Your task —
From the first line of the data below, copy each line up to the one containing "positive clicks: (419, 576) (379, 574)", and include that line too.
Data for this task Start Marker
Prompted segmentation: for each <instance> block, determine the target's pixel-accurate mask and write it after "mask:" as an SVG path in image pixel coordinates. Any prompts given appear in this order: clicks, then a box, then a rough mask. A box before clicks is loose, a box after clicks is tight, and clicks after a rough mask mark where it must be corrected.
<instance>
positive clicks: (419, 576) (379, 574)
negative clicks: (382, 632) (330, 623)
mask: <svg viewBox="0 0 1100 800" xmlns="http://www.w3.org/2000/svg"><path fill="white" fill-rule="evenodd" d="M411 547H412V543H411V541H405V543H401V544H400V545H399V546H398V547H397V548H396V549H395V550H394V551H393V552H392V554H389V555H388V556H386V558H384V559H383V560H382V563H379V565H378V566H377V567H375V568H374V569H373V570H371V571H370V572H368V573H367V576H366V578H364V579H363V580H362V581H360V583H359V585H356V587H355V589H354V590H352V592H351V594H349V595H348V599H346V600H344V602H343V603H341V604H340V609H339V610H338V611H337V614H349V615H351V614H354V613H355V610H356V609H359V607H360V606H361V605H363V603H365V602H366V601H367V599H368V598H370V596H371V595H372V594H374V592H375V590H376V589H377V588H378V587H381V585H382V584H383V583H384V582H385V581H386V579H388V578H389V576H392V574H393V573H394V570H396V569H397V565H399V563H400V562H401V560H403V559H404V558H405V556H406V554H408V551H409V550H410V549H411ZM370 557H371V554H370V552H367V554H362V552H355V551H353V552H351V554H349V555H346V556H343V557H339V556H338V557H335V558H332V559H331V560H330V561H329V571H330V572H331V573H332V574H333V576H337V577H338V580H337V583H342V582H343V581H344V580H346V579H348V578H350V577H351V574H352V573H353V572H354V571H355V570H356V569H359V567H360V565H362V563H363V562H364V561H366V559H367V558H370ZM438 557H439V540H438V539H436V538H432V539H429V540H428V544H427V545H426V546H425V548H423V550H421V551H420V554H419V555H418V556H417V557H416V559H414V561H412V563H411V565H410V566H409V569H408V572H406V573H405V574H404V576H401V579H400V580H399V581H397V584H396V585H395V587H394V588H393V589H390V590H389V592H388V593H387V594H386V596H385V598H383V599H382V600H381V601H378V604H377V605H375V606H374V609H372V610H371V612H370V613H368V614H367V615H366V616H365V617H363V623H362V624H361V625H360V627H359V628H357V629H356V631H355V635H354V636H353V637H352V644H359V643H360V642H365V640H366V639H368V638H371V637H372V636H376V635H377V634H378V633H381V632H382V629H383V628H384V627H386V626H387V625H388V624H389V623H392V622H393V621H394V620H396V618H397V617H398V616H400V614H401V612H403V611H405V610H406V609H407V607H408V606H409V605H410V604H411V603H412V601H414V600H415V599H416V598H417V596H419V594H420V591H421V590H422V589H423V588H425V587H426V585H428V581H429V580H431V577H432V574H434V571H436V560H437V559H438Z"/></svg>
Data for this task End Marker
Solved exercise —
Prompted segmentation: for each <instance> block, determine the target's pixel-accurate mask and write it after "mask:" as an SVG path in image pixel coordinates. Any prompts given appear in this order: clicks, then a box, then a rough mask. A box before clicks is loose, a box after clicks is tight, and clicks after a rough mask mark where it must be corrected.
<instance>
positive clicks: (419, 576) (379, 574)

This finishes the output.